For pixels that were overexposed in every LDR image, resulting HDR values are exclusively determined by sensor noise and therefore cause artifacts. To mitigate this issue, we compute dataset-global maximum and minimum values for all HDR color channels. Then, we determine under- and overexposed pixels by converting associated LDR images to a single gray channel, calculating a pixel-wise mean over all exposures, then setting all pixels in the HDR image that had a mean in the exposure series above 247 (considering 8-bit pixels) to the predetermined maximum value. This method is adapted from the work of Differt40.

All 10 LDR images and the combined HDR image are losslessly saved alongside meta data for the real-world 2D position, integer grid position, and exposure times in an HDF5 format.

Processing at runtime

At runtime, the preprocessed grid data points are arranged into pairs of snapshot and current view and organized into disjoint collections to enable training, validation (for assessment of different hyperparameters), and testing (final evaluation).

- **Stored data**:
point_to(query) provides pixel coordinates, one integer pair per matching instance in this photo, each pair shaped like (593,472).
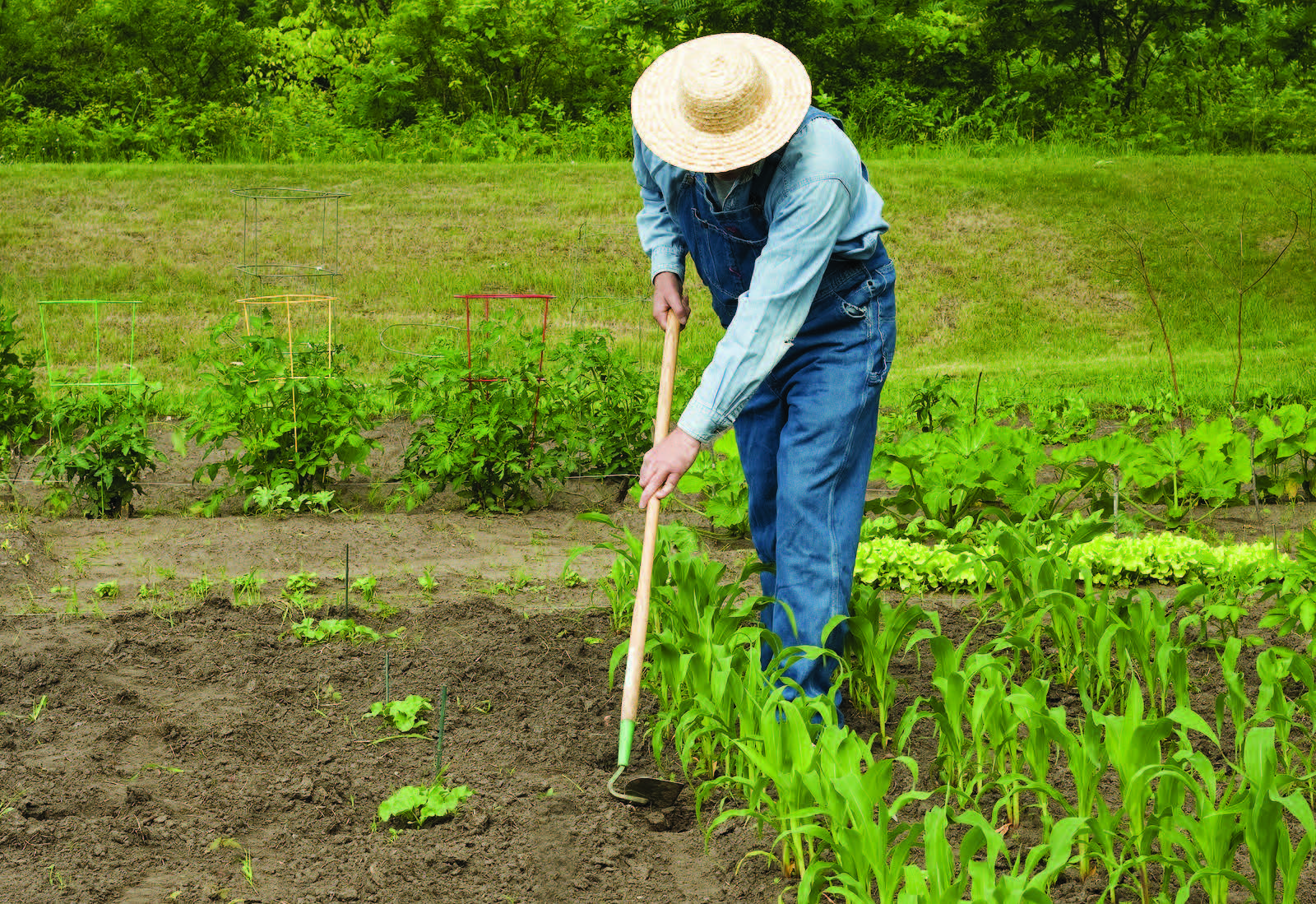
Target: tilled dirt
(170,743)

- **Exercise brief**:
Print the part of the HDR processing text that opens with the words containing "Processing at runtime" and closes with "testing (final evaluation).". None of the data is needed here.

- **Written answer**:
Processing at runtime

At runtime, the preprocessed grid data points are arranged into pairs of snapshot and current view and organized into disjoint collections to enable training, validation (for assessment of different hyperparameters), and testing (final evaluation).